» **Extract**:
□ □ □

March 21, 2012
Fanshawe's riot
The riot in London, Ont., Saturday, was not, contrary to first reports, something new. It was just something bigger for the student ghetto in question.
That Fleming Drive subdivision is populated largely, but not exclusively, by Fanshawe College students. This is one of Canada's largest vocational schools, as they were called half-a-century ago; or "community colleges," as they came to be known; or "colleges of applied arts and technology," as they wish to be styled. The next step up is to be chartered as a university: the final ambition of any failed vocational school.
I happen to know something about this history, because my late father, perhaps foolishly, devoted two decades of his life to proselytizing industrial design in that place. He was a teacher, not an administrator. At their best, teachers can in fact build standards, through their students, to the honour of their craft or trade or science. Administrators, by contrast, build bureaucracies. Papa spent 20 years fighting administrators with their head count principles.
Fanshawe was an administrator's paradise, in the days when Ontario's education budgets were swelling from the baby boom, and for about a decade after, till everyone noticed it was over. Fanshawe grew from a modest three-building campus, in Centennial year, to a sprawling "city within the city," adding four satellite campuses around southwestern Ontario. It has consumed, directly and indirectly, huge patches of prime Ontario farmland.

□ □ □

(Stored data)

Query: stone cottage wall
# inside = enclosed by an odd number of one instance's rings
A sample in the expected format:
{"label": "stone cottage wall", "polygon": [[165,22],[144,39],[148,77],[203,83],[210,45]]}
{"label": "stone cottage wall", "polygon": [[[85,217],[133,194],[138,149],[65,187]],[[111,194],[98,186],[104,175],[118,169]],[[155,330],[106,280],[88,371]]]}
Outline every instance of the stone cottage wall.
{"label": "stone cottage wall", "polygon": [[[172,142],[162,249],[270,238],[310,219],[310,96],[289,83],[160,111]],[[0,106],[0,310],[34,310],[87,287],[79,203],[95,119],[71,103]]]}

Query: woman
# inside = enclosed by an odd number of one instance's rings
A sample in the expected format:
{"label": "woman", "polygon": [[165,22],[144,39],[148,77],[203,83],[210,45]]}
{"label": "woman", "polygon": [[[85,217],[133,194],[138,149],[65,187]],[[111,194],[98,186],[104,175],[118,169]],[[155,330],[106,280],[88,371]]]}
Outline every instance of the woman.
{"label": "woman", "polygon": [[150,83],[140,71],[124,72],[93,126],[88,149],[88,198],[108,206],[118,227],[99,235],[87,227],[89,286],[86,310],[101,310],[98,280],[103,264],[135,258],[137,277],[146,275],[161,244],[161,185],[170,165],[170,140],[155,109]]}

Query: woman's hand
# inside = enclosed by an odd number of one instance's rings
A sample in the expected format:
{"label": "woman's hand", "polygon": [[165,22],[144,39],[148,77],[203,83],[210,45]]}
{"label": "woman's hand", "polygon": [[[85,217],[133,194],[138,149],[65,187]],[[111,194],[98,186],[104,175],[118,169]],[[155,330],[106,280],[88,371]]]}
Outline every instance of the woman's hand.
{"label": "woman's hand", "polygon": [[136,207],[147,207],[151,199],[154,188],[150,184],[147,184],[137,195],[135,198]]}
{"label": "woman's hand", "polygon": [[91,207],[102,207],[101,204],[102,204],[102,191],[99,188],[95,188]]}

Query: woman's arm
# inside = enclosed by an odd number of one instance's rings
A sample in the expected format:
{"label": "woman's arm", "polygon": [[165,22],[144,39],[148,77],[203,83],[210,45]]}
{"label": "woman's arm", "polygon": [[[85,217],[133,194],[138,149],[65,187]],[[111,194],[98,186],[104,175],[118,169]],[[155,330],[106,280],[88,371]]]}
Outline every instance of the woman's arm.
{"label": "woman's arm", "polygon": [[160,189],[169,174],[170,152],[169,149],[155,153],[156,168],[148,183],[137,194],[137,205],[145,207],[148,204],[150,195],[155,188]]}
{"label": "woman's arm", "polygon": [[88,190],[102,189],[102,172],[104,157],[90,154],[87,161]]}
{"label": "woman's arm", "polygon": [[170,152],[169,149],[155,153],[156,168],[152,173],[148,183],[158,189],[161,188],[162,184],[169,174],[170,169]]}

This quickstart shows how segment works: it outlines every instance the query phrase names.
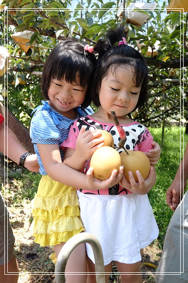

□ □ □

» **Work instructions**:
A. According to the Fanshawe riot piece, why does the writer know something about the college's history? Answer in one to three sentences.
B. Repeat everything in the Fanshawe riot piece from "That Fleming Drive" down to "failed vocational school.".

» **Response list**:
A. The writer knows this history because the writer's late father spent two decades at Fanshawe promoting industrial design. He worked there as a teacher, not an administrator.

B.
That Fleming Drive subdivision is populated largely, but not exclusively, by Fanshawe College students. This is one of Canada's largest vocational schools, as they were called half-a-century ago; or "community colleges," as they came to be known; or "colleges of applied arts and technology," as they wish to be styled. The next step up is to be chartered as a university: the final ambition of any failed vocational school.